• Request
Extract every line of the material below that contains the word "background". Treat uppercase and lowercase letters as different.

-- start of Dataset rows --

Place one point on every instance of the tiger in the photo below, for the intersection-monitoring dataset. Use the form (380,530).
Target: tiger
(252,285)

-- end of Dataset rows --
-- start of Dataset rows --

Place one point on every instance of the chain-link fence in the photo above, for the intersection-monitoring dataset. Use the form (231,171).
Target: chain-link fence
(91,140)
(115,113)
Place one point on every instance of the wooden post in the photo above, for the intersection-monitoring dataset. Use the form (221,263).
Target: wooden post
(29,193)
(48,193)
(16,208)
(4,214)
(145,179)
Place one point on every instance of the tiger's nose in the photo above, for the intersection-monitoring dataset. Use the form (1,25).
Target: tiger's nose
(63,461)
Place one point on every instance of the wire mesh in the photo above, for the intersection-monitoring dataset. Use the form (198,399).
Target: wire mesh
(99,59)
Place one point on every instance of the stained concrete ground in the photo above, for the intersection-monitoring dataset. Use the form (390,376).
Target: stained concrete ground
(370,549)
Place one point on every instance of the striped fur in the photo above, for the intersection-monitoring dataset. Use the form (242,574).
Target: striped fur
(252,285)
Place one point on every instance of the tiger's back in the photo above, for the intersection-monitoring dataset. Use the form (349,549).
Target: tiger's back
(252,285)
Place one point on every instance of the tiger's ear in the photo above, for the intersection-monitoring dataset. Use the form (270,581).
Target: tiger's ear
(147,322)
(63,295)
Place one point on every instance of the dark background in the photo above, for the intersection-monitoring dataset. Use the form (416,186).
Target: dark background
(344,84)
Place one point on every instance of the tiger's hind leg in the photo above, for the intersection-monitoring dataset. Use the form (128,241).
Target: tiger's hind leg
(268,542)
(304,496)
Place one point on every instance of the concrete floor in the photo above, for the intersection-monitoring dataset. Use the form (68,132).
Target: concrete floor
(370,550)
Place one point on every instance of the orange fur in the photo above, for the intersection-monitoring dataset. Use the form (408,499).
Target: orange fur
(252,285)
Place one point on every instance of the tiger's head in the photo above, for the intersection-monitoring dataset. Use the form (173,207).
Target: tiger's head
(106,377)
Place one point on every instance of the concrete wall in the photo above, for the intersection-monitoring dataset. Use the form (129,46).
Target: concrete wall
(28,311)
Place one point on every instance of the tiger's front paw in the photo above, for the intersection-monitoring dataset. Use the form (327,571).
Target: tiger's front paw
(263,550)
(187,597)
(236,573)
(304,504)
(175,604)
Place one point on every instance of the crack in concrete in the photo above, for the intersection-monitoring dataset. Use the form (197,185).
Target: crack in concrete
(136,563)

-- end of Dataset rows --

• Written response
Place one point on every instance of the dark background in the photo above, for the intersection-monitoring dataset. Use the form (416,186).
Target: dark background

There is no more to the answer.